- _Challenges_:
1. Return the passage of the Caitlyn Jenner coverage piece from "One of my other" to "can’t do that.", copied word for word.
2. Answer these from the Caitlyn Jenner coverage piece:
(a) How many people were on the mountain at A-Camp?
(b) How long was Yvonne's article on Jenner's debut?
(c) What is the number one priority of the Trans Editor?
3. List every person named in the Caitlyn Jenner coverage piece.

- _Text block_:
───

As many of you know, I spent last week up on a mountain surrounded by 300 fellow queer Autostraddle staff members and readers at A-Camp. When you’re up there, it can seem like the rest of the world stops spinning, like the only things that are happening are happening at camp. I was reminded just how untrue this is about fifteen minutes before I started a workshop, poetically enough, on how to make queer women’s spaces better for trans women, when Morgan turned to me and said, “Well, her name is Caitlyn.”
I talked to Senior Editor Yvonne about how we should cover the news. With limited access to wi-fi and limited time, Yvonne’s neutral three paragraph, one hundred word article on Caitlyn Jenner’s debut was what ended up happening. That’s all we wrote and, in my opinion, that’s all we needed to write. We acknowledged that the cover debuted and made a place for readers to talk about it, but we didn’t act like it was the Transgender Tipping Point or anything.
As you can see, I now need to write a little bit more.
One of my jobs as Trans Editor here at Autostraddle is to curate submissions that are about trans topics. I’m always telling people that I’m looking for more submissions (especially from Black trans women and other TWOC) and that’s very true right now. In just the few days since Jenner made her debut, I’ve received the same number of submissions that I’d received in the entire two months previous. All of these submissions were about Jenner.
One of my other jobs is to watch the internet and see what kinds of things are being written about trans women and see which things we should be on top of or which things we need to respond to. Again, as soon as I got back from camp, everything started coming up Jenner.
For reasons that are pretty obvious (and some that I’m going to go over here) I don’t want to turn Autostraddle into The Caitlyn Jenner show for the next few weeks. My number one priority as the Trans Editor is trans women of color and especially Black trans women. If we keep on writing about Jenner, a wealthy white celebrity, we can’t do that.

───

- _Extracted material_:
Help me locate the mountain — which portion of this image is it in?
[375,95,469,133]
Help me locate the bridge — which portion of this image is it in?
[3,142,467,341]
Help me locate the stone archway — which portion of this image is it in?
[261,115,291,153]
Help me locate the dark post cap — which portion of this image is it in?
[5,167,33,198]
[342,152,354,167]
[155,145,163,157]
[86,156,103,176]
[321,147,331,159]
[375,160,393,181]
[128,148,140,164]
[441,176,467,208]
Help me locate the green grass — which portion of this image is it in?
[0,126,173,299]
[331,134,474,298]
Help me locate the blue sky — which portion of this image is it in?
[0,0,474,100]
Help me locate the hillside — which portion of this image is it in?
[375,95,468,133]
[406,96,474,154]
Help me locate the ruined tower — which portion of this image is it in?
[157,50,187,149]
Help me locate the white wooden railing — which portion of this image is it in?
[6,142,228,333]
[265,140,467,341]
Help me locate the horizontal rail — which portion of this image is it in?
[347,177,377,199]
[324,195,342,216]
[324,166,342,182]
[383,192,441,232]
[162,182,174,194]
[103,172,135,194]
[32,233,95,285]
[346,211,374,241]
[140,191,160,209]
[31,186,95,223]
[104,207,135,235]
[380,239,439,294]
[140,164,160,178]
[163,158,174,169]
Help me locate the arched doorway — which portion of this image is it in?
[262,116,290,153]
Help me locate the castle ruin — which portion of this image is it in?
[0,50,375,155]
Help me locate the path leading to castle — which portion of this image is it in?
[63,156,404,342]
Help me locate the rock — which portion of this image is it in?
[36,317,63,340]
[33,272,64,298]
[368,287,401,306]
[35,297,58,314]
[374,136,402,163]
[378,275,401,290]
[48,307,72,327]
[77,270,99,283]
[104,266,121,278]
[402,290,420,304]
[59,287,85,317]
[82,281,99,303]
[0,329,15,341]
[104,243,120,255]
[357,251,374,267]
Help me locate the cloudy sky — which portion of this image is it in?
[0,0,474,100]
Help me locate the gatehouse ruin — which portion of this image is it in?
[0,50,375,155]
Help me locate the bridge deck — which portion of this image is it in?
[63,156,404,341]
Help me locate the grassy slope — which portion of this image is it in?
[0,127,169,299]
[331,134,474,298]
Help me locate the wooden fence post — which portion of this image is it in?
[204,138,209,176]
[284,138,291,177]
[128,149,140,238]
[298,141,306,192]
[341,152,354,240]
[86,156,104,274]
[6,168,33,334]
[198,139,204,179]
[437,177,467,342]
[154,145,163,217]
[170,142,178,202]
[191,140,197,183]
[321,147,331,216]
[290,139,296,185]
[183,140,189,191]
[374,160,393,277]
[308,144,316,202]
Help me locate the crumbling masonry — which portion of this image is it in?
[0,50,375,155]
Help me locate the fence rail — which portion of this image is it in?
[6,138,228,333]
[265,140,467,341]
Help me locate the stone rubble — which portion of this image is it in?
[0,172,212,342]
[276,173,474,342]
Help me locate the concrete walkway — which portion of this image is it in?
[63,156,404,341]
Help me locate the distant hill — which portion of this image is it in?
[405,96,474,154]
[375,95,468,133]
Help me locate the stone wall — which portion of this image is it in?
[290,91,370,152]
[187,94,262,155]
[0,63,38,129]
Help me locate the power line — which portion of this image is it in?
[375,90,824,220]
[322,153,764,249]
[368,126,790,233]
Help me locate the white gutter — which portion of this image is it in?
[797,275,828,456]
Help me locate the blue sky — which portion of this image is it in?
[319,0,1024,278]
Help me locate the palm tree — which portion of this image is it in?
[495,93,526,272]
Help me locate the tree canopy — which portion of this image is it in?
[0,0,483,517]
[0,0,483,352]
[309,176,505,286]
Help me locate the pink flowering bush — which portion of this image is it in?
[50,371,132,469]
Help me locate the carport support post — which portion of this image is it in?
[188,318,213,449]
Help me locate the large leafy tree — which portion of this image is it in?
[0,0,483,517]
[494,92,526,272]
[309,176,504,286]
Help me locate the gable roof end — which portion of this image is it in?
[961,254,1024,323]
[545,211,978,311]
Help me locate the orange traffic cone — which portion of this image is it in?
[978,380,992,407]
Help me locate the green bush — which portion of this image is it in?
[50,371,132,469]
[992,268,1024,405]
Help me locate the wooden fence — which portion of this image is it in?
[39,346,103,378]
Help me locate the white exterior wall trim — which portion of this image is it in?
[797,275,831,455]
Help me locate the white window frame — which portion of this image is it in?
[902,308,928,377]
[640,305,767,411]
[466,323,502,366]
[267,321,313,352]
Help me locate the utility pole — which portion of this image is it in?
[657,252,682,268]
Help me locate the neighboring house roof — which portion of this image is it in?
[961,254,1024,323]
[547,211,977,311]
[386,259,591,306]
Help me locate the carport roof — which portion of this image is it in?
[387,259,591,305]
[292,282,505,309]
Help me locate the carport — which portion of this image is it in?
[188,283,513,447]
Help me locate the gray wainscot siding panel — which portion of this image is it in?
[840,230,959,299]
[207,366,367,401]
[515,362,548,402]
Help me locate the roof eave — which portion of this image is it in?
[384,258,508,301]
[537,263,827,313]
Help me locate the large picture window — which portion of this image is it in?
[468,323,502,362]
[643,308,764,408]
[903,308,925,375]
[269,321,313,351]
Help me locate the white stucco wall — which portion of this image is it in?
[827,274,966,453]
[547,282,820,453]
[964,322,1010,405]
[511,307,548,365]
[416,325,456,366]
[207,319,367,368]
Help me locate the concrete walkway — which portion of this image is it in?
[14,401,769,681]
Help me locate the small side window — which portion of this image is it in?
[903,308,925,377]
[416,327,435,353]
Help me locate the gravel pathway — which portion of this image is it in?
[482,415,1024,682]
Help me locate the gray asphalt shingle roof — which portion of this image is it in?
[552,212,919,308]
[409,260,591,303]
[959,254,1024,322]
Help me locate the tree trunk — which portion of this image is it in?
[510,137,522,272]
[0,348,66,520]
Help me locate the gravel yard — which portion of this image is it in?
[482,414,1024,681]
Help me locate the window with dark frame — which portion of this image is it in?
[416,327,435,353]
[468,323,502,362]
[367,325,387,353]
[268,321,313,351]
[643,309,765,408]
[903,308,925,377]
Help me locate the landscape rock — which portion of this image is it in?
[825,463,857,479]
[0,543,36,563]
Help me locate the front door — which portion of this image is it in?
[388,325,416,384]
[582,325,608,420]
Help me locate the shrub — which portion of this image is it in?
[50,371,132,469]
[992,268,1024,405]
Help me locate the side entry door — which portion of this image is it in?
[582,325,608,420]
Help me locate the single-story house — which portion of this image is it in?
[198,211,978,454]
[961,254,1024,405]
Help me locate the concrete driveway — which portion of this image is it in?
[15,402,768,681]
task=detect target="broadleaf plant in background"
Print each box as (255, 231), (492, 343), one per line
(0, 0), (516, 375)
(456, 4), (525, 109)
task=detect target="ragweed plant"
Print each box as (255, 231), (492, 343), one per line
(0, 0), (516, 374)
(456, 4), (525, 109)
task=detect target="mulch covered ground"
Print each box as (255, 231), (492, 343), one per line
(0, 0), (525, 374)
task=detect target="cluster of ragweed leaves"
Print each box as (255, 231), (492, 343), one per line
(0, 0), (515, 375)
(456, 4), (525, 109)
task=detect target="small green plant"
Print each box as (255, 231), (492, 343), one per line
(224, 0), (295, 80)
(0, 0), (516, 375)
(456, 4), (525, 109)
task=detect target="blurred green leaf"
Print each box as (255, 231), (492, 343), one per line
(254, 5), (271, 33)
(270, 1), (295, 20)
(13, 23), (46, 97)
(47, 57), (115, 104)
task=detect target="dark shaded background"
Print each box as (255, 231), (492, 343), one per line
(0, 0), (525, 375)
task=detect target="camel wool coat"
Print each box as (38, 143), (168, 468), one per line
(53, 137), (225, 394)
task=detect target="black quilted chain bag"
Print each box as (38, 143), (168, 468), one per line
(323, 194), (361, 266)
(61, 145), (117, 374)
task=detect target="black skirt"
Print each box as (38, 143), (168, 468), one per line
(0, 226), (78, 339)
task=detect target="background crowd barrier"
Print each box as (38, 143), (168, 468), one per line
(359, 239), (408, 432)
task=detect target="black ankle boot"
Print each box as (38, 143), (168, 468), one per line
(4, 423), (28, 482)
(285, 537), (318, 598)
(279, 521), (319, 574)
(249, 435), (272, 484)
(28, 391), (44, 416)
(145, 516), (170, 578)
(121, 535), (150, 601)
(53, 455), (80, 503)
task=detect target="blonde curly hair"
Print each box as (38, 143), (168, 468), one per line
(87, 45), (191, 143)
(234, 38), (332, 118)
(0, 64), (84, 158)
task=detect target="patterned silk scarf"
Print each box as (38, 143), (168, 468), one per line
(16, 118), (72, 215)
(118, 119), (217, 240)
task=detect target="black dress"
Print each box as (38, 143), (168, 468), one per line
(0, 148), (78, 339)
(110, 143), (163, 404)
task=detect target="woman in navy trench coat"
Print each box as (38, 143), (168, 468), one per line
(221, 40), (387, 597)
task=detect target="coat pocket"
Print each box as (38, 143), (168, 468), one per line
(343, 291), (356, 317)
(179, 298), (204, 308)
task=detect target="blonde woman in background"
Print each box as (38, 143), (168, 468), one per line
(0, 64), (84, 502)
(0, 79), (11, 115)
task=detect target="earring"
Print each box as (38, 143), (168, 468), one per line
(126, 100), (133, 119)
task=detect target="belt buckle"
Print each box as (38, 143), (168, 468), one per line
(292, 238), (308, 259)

───

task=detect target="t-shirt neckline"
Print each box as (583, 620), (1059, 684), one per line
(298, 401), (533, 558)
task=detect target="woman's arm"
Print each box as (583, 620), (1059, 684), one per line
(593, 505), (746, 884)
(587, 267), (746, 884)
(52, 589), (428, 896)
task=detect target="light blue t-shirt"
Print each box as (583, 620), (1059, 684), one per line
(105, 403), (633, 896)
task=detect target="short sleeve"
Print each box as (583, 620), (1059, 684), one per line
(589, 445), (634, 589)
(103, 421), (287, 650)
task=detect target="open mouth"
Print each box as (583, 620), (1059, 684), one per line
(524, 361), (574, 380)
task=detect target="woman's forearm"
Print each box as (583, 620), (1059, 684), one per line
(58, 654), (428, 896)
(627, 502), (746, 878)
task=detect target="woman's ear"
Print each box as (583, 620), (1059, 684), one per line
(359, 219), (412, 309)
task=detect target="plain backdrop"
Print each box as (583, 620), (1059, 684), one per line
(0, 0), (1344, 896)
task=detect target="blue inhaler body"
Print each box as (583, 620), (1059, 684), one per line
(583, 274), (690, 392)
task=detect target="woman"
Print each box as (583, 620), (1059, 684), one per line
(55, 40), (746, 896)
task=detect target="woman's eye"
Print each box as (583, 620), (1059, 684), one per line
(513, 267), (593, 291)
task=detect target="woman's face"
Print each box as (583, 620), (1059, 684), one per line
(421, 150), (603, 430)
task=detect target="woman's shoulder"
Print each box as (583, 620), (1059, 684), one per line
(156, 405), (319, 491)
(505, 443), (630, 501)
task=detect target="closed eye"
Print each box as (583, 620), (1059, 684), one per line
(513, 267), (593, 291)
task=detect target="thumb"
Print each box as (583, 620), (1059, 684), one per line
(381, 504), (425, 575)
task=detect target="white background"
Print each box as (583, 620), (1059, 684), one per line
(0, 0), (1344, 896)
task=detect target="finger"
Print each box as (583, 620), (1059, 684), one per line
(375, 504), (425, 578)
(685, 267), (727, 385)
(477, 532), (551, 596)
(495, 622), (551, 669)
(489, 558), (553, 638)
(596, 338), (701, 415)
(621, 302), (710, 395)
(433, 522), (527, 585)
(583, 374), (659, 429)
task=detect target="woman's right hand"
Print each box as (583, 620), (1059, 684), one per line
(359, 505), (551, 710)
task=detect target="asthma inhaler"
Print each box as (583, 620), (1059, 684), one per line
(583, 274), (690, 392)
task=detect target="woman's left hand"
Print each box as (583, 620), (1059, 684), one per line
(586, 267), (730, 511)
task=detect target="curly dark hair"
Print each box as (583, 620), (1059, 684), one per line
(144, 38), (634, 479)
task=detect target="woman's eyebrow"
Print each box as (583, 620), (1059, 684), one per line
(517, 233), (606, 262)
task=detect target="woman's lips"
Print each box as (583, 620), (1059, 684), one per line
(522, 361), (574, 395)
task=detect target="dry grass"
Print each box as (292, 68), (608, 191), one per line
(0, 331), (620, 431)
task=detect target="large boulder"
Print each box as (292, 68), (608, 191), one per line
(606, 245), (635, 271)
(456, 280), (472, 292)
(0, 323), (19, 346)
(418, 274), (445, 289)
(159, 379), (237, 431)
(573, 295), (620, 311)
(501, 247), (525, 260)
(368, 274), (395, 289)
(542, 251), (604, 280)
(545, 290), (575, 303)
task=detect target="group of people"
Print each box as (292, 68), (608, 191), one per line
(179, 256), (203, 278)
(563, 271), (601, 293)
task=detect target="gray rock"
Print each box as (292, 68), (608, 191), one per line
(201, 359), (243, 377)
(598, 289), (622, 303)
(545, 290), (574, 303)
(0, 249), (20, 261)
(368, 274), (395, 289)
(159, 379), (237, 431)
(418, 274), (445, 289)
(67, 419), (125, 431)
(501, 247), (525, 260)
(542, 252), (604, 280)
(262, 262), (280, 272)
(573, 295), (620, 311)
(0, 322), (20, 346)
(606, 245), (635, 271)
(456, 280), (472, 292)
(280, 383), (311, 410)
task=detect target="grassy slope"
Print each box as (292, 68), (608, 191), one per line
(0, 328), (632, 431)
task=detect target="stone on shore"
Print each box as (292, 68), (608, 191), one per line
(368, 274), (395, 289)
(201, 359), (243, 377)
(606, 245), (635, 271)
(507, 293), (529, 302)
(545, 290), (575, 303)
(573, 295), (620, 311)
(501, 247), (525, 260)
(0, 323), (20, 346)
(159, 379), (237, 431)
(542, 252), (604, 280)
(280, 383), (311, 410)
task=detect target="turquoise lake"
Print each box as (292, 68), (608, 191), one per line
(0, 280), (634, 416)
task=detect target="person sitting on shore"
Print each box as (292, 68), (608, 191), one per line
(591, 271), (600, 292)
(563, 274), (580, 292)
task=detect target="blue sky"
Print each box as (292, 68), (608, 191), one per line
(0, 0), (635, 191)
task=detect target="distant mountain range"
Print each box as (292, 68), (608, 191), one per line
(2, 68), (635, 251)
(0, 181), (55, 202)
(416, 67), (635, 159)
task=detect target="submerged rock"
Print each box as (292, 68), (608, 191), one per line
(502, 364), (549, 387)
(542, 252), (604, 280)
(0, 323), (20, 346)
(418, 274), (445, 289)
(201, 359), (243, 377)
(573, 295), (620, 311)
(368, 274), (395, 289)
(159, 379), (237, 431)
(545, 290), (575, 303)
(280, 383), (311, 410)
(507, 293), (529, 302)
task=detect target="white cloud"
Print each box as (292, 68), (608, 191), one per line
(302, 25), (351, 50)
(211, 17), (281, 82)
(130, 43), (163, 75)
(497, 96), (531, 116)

───

- _List of solutions_:
1.
One of my other jobs is to watch the internet and see what kinds of things are being written about trans women and see which things we should be on top of or which things we need to respond to. Again, as soon as I got back from camp, everything started coming up Jenner.
For reasons that are pretty obvious (and some that I’m going to go over here) I don’t want to turn Autostraddle into The Caitlyn Jenner show for the next few weeks. My number one priority as the Trans Editor is trans women of color and especially Black trans women. If we keep on writing about Jenner, a wealthy white celebrity, we can’t do that.

2.
(a) 300
(b) Three paragraphs and one hundred words
(c) Trans women of color, and especially Black trans women

3.
Morgan
Yvonne
Caitlyn Jenner